### To-do list
1. Name every attorney listed in the court opinion excerpt below.
2. Extract the stretch of the entries from the line containing "Put a single dot on each instance of the white" through the last line of the entries, including both ends.

F I L E D
United States Court of Appeals
Tenth Circuit
PUBLISH
SEP 13 2004
UNITED STATES COURT OF APPEALS
PATRICK FISHER
Clerk
TENTH CIRCUIT
STILLWATER NATIONAL BANK
AND TRUST COMPANY, a national
banking association,
Plaintiff-Appellant/
Cross-Appellee, Nos.03-5087
v. 03-5088
03-5123
CIT GROUP/EQUIPMENT 03-5136
FINANCING, INC., a New York
corporation,
Defendant-Appellee/
Cross-Appellant.
APPEAL FROM THE UNITED STATES DISTRICT COURT
FOR THE NORTHERN DISTRICT OF OKLAHOMA
(D.C. No. CV-01-463-H)
Bryan J. Wells and Jared D. Giddens of Conner & Winters, Oklahoma City,
Oklahoma, for Plaintiff-Appellant/Cross-Appellee.
R. Tom Hillis (Barry G. Reynolds and Kelley Gilbert Loud with him on the briefs)
of Titus, Hillis & Reynolds, PC, Tulsa, Oklahoma, for Defendant-Appellee/Cross-
Appellant.
Before MURPHY, McKAY, and TYMKOVICH, Circuit Judges.
McKAY, Circuit Judge.
This appeal involves a dispute between Plaintiff-Appellant Stillwater
National Bank and Trust Company (“Stillwater”) and Defendant-Appellee CIT
Group/Equipment Financing, Inc. (“CIT”) with respect to the proceeds from the
sale of certain equipment (“Subject Equipment”) once owned by non-party Sabre
International, Inc. (“Sabre”). Since 1996, Stillwater has had a blanket lien over
all of Sabre’s inventory and equipment due to a series of secured loans.

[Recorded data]
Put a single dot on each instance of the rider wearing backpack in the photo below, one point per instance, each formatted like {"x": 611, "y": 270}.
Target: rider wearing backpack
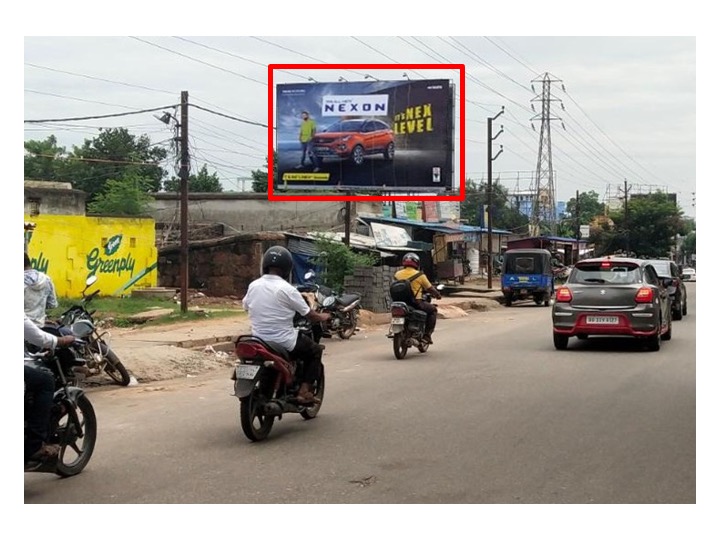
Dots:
{"x": 419, "y": 283}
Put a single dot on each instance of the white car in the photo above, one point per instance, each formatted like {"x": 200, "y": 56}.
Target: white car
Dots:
{"x": 688, "y": 274}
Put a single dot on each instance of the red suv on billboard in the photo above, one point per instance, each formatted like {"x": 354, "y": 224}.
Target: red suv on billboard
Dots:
{"x": 354, "y": 139}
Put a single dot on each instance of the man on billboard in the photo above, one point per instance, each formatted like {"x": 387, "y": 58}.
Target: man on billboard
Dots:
{"x": 307, "y": 132}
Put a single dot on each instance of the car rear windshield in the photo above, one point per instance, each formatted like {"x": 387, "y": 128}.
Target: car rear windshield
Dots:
{"x": 621, "y": 273}
{"x": 345, "y": 126}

### Answers for the exercise
1.
Bryan J. Wells
Jared D. Giddens
R. Tom Hillis
Barry G. Reynolds
Kelley Gilbert Loud

2.
Put a single dot on each instance of the white car in the photo above, one point per instance, each formatted like {"x": 200, "y": 56}.
Target: white car
Dots:
{"x": 688, "y": 274}
Put a single dot on each instance of the red suv on billboard in the photo above, one point per instance, each formatted like {"x": 354, "y": 224}.
Target: red suv on billboard
Dots:
{"x": 354, "y": 139}
Put a single dot on each instance of the man on billboard in the photo above, one point per instance, each formatted like {"x": 387, "y": 58}.
Target: man on billboard
Dots:
{"x": 307, "y": 132}
Put a single dot on each instance of the car rear windshield in the photo above, one point per instance, each formatted like {"x": 387, "y": 128}.
Target: car rear windshield
Dots:
{"x": 621, "y": 273}
{"x": 345, "y": 126}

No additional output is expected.